/---

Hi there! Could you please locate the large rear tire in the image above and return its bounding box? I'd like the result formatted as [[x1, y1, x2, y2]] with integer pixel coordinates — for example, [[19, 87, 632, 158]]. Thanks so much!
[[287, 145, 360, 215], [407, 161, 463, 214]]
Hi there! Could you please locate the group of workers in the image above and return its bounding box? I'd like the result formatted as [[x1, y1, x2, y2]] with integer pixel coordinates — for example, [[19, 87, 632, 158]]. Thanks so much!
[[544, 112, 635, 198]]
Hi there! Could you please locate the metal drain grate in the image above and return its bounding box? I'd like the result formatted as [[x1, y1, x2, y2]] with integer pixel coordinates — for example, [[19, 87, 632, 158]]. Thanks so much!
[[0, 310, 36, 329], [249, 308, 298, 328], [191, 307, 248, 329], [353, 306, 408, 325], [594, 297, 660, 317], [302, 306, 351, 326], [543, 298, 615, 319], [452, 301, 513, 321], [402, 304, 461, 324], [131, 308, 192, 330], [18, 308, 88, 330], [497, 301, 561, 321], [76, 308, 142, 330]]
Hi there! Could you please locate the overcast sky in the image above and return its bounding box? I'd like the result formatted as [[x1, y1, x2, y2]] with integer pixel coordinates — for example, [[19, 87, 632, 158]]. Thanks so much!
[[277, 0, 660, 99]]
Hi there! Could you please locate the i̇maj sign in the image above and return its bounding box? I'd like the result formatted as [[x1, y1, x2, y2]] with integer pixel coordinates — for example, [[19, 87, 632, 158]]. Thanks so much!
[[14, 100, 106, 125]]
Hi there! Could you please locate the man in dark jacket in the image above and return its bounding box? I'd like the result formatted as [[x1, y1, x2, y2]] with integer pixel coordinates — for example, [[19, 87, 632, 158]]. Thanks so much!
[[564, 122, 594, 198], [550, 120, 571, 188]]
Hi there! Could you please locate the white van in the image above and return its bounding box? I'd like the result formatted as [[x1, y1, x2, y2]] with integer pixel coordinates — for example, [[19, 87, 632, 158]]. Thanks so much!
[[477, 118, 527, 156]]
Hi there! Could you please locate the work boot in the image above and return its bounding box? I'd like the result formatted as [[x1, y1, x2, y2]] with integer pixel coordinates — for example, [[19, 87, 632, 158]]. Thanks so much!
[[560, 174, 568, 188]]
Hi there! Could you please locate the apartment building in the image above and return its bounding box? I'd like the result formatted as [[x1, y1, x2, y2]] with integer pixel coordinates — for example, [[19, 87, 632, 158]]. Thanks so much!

\---

→ WHAT TO WORK ON:
Update every one of the records above so that "bounding box" becomes "enclosing rectangle" each time it occurs, and keep everything else unchanged.

→ ANSWER IN FULL:
Hi there! Could you please locate the large rear tire in the image above and return its enclosing rectangle? I'd like the result formatted as [[x1, y1, x2, y2]] with integer pixel coordinates — for example, [[19, 87, 632, 158]]. Thanks so much!
[[287, 145, 360, 215], [407, 161, 463, 214]]
Hi there! Could you please locate the group of workers in the image above and return its enclosing rectangle? I'd like the result formatted as [[x1, y1, x2, y2]] with integer pixel coordinates — for example, [[19, 87, 632, 158]]. Thanks so much!
[[544, 112, 635, 198]]
Hi there! Could you please locate the metal drain grate in the image above and return its enclosing rectangle? I'd like the result formatted as [[x1, y1, x2, y2]] with integer pixel coordinates — for example, [[19, 87, 632, 158]]. Thanks so much!
[[0, 310, 36, 329], [249, 308, 298, 328], [191, 307, 248, 329], [353, 306, 408, 325], [594, 297, 660, 317], [302, 306, 351, 326], [543, 298, 615, 319], [452, 301, 513, 321], [402, 304, 461, 324], [131, 308, 192, 330], [18, 308, 88, 330], [497, 301, 561, 321], [76, 308, 142, 330]]
Hi there! Could you please locate the overcast sky in the image above and return its enclosing rectangle? I'd like the result formatted as [[x1, y1, x2, y2]] with integer pixel coordinates — for example, [[19, 87, 632, 158]]. Thanks so much!
[[277, 0, 660, 99]]
Hi there! Could you please locate the i̇maj sign in the image above and return its enclosing rectangle? I'd like the result formatted as [[x1, y1, x2, y2]] with integer pixel coordinates — for example, [[19, 87, 632, 158]]. Thanks so much!
[[14, 100, 106, 125]]
Hi there! Could you please locate the man in dark jacket in the image above and return its enclosing rectangle? I'd like the result formatted as [[x1, y1, x2, y2]] with integer pixel coordinates — for example, [[19, 87, 632, 158]]. Thanks so much!
[[564, 122, 594, 198], [550, 120, 571, 188]]
Hi there! Could you please locate the white van in the image above and return its enclosing rectangle? I'd like the result formatted as [[x1, y1, x2, y2]] with integer pixel coordinates — for example, [[19, 87, 632, 158]]. Thanks so much!
[[477, 118, 527, 156]]
Hi there! Could you please locate the work boot in the image above and return its enclosing rectangle? I'd like the result formatted as [[x1, y1, x2, y2]] with integer pixel coordinates — for example, [[19, 87, 632, 158]]. Thanks so much!
[[560, 174, 568, 188]]
Hi there! Could you please locate the apartment building in the image above and return its enclosing rectangle? I'd like the result formatted as [[x1, y1, x2, y2]] with integer pixel coordinates — for example, [[19, 87, 632, 158]]. Thanks so much!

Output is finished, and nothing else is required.